Records from a data source:

BEGIN

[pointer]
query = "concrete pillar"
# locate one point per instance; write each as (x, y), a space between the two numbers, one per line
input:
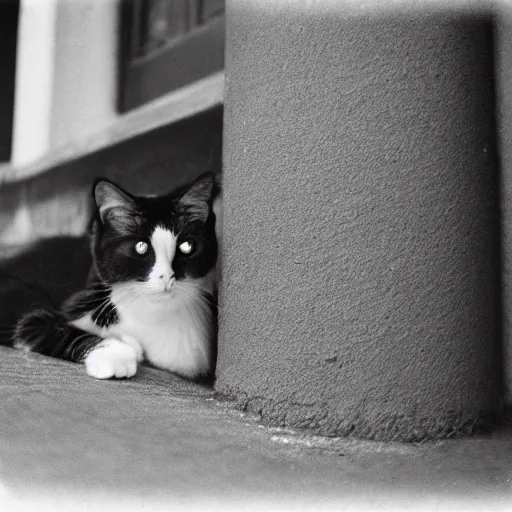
(360, 288)
(504, 89)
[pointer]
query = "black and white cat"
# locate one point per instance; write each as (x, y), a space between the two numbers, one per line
(151, 290)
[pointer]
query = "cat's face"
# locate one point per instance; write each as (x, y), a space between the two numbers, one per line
(155, 243)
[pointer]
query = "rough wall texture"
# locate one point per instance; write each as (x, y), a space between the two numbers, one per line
(58, 202)
(360, 289)
(504, 88)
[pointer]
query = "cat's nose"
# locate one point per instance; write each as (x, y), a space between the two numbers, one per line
(168, 279)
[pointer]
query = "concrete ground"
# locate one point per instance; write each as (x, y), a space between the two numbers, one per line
(158, 442)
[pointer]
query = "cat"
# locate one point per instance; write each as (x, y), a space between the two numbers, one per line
(151, 291)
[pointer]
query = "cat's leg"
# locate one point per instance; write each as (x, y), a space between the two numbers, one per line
(49, 333)
(113, 358)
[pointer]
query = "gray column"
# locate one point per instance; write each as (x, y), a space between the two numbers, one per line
(360, 290)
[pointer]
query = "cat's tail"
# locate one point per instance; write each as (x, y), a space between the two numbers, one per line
(49, 332)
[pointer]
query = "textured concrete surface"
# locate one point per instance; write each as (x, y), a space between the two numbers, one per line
(156, 442)
(361, 242)
(58, 201)
(504, 88)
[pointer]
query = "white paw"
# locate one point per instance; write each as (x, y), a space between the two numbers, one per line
(111, 358)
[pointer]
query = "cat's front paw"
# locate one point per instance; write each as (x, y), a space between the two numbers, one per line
(111, 358)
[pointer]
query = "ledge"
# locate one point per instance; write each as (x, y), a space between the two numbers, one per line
(185, 102)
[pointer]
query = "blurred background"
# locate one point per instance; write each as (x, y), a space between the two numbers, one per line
(130, 90)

END

#### [Directions]
The records above need to be restated word for word, with the pictures left out.

#### [Written answer]
[pointer]
query = "concrete pillar"
# locate one point per instance; write each as (x, y), a space between the two numbers, one per line
input:
(360, 288)
(504, 89)
[pointer]
query = "black and white cat"
# locate one point per instance; write each as (x, y), a space between the two numbers, one per line
(151, 290)
[pointer]
query = "cat's face"
# locate one point per instance; write each as (x, y), a space between the two numbers, one per line
(155, 243)
[pointer]
query = "rough wall texture"
# locate one point per instance; write each as (x, y), a space between the two numbers, one per line
(58, 202)
(360, 289)
(504, 88)
[pointer]
query = "cat's nose"
# locate one point per instance; write each as (x, y), a space between the two numbers, one per line
(168, 279)
[pointer]
query = "concrete ground"
# locate one point per instance; write each as (x, y), a space between the two numbers, one per line
(158, 442)
[pointer]
query = "cat"
# locate one point per instance; write each as (x, y), a space between the two numbers, one per line
(151, 291)
[pointer]
query = "cat's leg"
# locate one point per instance; write each as (x, y), a space between the two numbers, one per line
(49, 333)
(113, 358)
[pointer]
query = "gray column"
# locate one point per instance; write each as (x, y), a space between the two numbers, one per line
(360, 290)
[pointer]
query = "cat's tail"
# locate one point per instance; write each as (x, y), a space between the two numbers, one per line
(49, 332)
[pointer]
query = "textured concrete surface"
# locate one point per instance; write each as (x, y), a space between the two numbers, one per line
(156, 442)
(361, 242)
(58, 201)
(504, 88)
[pointer]
query = "white paw"
# locate one point per instance; write each as (x, y), a space between the two numbers, one per line
(111, 358)
[pointer]
query = "cat's front paw"
# locate one point per instance; write each as (x, y), a space between the two numbers, one per line
(111, 358)
[pointer]
query = "ledge"
# locate one point per instance; write each as (x, y), a space between the two numbers, one per line
(185, 102)
[pointer]
query = "blurred background"
# locate one point per instance; write each as (x, y), a space between the two numbers, one per line
(130, 90)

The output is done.